Copy out, exactly as written, only the line containing "the green tree" and the lines after it through the end of the records.

▶ **Extracted records**:

>> Begin

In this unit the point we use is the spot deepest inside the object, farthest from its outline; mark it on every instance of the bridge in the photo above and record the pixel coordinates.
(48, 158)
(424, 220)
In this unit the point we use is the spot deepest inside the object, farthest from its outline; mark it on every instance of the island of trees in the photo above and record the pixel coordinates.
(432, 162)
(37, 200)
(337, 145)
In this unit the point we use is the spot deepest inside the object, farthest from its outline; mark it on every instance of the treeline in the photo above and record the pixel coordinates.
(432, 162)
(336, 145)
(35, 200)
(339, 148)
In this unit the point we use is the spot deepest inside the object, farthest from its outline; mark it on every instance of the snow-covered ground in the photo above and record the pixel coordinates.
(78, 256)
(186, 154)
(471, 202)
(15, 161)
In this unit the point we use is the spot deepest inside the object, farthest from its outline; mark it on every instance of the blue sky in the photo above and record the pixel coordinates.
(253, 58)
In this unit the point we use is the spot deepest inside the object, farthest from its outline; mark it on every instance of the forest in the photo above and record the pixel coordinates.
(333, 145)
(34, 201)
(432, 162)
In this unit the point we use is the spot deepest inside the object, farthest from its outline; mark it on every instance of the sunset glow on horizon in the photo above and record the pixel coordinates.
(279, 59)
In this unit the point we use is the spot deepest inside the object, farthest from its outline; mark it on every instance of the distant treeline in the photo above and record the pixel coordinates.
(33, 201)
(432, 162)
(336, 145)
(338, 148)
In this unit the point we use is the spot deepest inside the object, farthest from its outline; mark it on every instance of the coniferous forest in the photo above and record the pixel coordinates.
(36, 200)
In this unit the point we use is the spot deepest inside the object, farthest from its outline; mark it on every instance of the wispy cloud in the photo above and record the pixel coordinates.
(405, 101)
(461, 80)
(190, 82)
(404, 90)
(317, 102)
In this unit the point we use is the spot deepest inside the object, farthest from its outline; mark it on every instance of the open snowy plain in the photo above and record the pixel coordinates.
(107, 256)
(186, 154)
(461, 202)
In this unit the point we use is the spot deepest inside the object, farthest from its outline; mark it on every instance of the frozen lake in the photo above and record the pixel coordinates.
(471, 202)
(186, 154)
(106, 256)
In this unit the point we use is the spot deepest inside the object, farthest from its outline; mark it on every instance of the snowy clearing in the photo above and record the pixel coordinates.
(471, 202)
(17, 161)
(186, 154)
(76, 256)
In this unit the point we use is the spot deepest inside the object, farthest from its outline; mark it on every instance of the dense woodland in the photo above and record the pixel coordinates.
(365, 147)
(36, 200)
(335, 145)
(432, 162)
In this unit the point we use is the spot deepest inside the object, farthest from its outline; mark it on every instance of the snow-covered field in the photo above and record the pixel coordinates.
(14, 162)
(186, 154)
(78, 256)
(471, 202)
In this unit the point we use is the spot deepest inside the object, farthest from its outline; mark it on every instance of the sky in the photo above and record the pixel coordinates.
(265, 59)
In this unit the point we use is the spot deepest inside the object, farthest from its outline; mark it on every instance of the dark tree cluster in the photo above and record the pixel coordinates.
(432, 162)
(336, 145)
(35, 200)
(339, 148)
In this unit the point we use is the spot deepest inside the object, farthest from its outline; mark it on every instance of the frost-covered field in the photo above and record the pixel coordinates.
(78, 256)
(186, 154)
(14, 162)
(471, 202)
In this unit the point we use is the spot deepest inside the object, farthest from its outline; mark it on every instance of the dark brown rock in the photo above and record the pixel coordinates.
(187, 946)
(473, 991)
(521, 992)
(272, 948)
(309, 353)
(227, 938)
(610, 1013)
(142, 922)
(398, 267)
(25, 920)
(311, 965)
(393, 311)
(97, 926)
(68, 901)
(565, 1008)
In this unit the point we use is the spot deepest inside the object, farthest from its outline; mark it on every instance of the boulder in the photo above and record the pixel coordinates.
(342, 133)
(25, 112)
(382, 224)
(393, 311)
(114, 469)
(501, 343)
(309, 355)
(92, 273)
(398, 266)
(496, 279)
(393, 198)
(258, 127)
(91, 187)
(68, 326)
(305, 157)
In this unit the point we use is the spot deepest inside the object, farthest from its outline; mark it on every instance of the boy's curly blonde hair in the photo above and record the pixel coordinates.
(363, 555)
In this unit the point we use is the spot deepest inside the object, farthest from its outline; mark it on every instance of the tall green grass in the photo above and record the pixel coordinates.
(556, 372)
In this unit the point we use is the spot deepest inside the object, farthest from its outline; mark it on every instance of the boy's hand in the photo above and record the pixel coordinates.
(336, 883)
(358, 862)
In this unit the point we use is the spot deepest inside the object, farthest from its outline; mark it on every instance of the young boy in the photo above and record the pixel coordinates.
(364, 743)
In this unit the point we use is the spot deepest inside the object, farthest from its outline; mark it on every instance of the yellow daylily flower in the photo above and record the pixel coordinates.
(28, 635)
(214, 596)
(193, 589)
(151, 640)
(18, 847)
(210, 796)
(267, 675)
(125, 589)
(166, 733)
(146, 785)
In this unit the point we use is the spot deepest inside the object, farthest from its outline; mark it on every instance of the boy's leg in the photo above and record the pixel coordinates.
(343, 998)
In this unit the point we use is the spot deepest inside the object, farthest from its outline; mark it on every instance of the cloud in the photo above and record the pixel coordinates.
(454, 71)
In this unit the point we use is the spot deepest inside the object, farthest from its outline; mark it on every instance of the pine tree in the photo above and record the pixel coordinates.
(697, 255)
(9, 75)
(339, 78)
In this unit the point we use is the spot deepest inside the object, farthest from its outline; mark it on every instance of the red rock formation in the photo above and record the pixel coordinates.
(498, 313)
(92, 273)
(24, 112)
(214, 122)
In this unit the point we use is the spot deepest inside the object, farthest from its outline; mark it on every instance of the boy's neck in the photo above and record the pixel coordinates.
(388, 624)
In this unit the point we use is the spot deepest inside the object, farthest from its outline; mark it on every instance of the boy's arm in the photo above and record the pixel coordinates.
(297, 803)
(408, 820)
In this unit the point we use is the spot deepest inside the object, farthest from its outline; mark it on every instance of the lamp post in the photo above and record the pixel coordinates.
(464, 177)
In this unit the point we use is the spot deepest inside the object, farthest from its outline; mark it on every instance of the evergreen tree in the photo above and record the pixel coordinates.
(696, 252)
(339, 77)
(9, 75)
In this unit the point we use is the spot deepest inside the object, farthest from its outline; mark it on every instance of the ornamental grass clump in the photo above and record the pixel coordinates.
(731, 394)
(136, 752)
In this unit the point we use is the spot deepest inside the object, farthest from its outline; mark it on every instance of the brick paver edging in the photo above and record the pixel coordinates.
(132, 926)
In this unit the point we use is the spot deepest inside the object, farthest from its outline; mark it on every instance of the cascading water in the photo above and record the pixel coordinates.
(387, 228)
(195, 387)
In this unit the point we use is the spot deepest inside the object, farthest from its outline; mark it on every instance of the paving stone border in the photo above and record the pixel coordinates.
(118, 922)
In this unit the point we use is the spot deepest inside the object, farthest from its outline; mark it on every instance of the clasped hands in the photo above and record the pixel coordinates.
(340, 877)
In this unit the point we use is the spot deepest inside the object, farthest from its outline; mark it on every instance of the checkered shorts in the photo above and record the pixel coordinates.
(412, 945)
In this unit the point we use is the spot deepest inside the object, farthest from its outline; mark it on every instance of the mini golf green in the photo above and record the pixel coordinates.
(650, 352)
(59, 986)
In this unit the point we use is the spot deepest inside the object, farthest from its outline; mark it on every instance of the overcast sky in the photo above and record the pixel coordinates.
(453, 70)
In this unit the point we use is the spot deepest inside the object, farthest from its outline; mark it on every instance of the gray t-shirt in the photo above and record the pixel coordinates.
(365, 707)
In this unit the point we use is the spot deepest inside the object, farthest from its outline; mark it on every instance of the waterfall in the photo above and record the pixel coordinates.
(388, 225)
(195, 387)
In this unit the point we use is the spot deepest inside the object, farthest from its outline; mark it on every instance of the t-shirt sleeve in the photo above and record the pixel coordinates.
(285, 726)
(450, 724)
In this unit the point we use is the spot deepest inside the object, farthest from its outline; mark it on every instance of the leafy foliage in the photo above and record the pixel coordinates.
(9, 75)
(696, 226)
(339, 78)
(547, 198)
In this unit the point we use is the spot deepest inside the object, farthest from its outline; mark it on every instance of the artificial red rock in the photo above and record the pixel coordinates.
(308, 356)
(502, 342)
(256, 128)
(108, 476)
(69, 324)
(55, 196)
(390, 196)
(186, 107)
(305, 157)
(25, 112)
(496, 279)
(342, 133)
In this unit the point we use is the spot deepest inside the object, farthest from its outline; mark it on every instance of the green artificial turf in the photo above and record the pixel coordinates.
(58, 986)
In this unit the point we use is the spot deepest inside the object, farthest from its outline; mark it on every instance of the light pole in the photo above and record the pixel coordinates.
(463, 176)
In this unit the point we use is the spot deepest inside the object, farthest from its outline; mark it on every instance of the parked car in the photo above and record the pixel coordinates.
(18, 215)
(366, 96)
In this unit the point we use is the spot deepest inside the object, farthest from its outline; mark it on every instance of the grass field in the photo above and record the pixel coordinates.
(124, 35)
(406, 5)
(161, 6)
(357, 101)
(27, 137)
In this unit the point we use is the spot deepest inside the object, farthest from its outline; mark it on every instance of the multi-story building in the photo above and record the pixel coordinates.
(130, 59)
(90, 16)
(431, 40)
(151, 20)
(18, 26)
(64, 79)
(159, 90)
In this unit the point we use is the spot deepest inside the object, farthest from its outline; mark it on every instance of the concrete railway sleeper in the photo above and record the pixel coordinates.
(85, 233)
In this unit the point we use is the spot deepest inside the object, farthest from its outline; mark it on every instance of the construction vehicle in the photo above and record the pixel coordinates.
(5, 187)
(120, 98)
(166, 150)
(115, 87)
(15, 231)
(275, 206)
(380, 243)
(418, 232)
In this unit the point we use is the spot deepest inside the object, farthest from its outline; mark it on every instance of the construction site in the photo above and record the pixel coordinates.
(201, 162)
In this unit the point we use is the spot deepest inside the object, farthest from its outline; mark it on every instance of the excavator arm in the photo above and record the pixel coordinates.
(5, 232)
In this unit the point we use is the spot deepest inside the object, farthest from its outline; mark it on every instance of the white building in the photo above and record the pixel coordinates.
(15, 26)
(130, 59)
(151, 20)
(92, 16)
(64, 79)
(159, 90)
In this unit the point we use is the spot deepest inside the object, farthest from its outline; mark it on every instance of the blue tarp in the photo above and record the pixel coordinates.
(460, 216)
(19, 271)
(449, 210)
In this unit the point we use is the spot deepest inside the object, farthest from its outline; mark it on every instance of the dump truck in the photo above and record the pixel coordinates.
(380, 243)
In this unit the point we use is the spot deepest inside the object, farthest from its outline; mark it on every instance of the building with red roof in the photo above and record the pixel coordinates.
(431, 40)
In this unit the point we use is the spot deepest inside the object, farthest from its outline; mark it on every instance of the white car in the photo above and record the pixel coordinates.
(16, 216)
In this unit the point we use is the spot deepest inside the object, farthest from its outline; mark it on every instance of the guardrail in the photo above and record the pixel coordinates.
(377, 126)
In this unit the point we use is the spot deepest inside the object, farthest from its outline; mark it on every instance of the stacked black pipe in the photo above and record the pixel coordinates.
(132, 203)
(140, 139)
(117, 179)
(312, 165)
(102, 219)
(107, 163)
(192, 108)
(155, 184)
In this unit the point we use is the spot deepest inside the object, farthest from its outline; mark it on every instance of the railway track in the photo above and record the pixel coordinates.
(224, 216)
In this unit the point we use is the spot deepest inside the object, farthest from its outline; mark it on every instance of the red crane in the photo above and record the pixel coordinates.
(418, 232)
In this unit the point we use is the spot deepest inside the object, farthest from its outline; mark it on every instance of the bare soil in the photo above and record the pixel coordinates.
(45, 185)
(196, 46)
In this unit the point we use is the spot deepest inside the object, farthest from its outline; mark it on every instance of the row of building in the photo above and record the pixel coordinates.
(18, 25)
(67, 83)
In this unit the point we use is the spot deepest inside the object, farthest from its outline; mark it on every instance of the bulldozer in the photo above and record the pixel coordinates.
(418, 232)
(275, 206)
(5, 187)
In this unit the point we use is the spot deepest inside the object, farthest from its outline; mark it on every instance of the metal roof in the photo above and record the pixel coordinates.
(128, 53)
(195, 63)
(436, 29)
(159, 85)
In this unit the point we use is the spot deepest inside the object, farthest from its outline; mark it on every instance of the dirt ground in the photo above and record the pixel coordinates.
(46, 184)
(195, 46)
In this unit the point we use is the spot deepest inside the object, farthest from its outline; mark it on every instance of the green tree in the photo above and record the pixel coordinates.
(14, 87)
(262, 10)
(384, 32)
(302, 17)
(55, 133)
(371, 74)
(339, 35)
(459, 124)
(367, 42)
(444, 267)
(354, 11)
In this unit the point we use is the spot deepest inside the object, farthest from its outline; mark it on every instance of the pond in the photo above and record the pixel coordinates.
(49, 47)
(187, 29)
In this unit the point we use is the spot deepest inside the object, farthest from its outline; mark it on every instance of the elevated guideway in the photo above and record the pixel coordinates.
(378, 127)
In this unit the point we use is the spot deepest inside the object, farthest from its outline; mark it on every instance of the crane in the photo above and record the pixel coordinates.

>> End

▶ **Answer below**:
In this unit the point we use is the spot deepest inside the object, farthest from its outline; mark it on every instance of the green tree in the photo above and record the pixel coordinates.
(14, 87)
(262, 10)
(384, 32)
(302, 17)
(55, 133)
(371, 74)
(339, 35)
(459, 124)
(367, 42)
(444, 267)
(354, 11)
In this unit the point we use is the spot deepest inside the object, farthest from its outline; mark it on every instance of the pond in the photo above and record the pixel coordinates.
(49, 47)
(187, 29)
In this unit the point we use is the spot deepest inside the object, farthest from its outline; mark it on every instance of the elevated guideway in the photo above and record the pixel coordinates.
(378, 127)
In this unit the point we use is the spot deepest inside the object, farthest from its outline; mark it on every instance of the crane in the photo above and record the pixel coordinates.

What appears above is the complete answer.